REQUIRED WORK:
Could you quote every one of the entries below word for word?

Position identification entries

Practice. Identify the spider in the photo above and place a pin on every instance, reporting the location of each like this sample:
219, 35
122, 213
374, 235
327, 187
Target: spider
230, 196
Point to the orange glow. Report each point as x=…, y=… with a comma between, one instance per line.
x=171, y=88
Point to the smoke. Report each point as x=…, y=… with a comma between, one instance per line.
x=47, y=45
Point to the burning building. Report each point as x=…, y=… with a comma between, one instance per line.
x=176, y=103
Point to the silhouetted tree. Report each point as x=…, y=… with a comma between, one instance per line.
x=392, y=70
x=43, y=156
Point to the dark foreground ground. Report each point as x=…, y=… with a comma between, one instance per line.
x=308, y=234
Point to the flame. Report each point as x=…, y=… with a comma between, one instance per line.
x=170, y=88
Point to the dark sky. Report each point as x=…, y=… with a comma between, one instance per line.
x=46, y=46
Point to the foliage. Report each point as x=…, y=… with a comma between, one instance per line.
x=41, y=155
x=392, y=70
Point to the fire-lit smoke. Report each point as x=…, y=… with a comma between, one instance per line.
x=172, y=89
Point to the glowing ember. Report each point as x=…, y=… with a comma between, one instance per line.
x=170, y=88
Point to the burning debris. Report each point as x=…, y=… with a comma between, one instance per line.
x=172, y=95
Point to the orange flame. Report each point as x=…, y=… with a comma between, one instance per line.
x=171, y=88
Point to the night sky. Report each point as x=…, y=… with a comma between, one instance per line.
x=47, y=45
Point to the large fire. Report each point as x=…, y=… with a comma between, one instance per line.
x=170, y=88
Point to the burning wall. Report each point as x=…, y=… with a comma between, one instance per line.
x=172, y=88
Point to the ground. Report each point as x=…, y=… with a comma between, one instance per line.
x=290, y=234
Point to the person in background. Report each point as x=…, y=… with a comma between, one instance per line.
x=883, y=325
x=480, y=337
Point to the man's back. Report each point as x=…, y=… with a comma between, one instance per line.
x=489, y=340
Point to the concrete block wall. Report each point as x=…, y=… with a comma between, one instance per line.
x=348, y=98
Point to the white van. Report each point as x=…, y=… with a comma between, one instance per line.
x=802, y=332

EXPECTED ANSWER:
Practice. Identify the spider in the photo above and place a pin on every instance, reporting the location of each like this sample:
219, 35
122, 213
374, 235
327, 187
Target: spider
230, 196
Point to the orange glow. Report each point as x=…, y=… with a comma between, one instance per line.
x=171, y=88
Point to the smoke. Report each point as x=…, y=… with a comma between, one instance per line.
x=47, y=45
Point to the burning building. Report each point as x=…, y=… with a comma between, one instance per line.
x=176, y=103
Point to the silhouetted tree. Report each point as x=…, y=… with a comma between, one instance per line.
x=392, y=70
x=43, y=156
Point to the dark foreground ground. Report each point as x=…, y=… with a comma between, one instance per line.
x=308, y=234
Point to the flame. Report each point as x=…, y=… with a comma between, one instance per line.
x=170, y=88
Point to the dark sky. Report each point as x=…, y=… with a comma between, one instance per line.
x=46, y=46
Point to the foliage. Report each point as x=…, y=… with a comma between, one instance per line.
x=41, y=155
x=392, y=70
Point to the fire-lit smoke. Report each point as x=…, y=… with a comma between, one instance per line.
x=172, y=89
Point to the glowing ember. Report each point as x=…, y=… with a comma between, one instance per line.
x=170, y=88
Point to the burning debris. Report each point as x=…, y=… with a comma between, one instance per line.
x=172, y=95
Point to the orange flame. Report each point as x=…, y=… with a comma between, one instance per line.
x=171, y=88
Point to the night sky. Report each point as x=…, y=… with a comma between, one instance per line.
x=47, y=45
Point to the large fire. Report each point as x=…, y=… with a comma between, one instance per line.
x=170, y=88
Point to the burning wall. Report each point as x=…, y=… with a comma between, one instance per line.
x=172, y=88
Point to the ground. Report each point as x=…, y=… with a comma between, one instance per line.
x=290, y=234
Point to the person in background. Report each point as x=…, y=… with a comma between, one instance per line.
x=883, y=325
x=480, y=337
Point to the man's back. Report each point as x=…, y=… with a comma between, one instance per line.
x=489, y=340
Point to the concrete block wall. Report each point as x=…, y=… with a comma between, one instance per line.
x=348, y=98
Point to the white van. Report each point as x=…, y=… with a comma between, one instance per line.
x=802, y=332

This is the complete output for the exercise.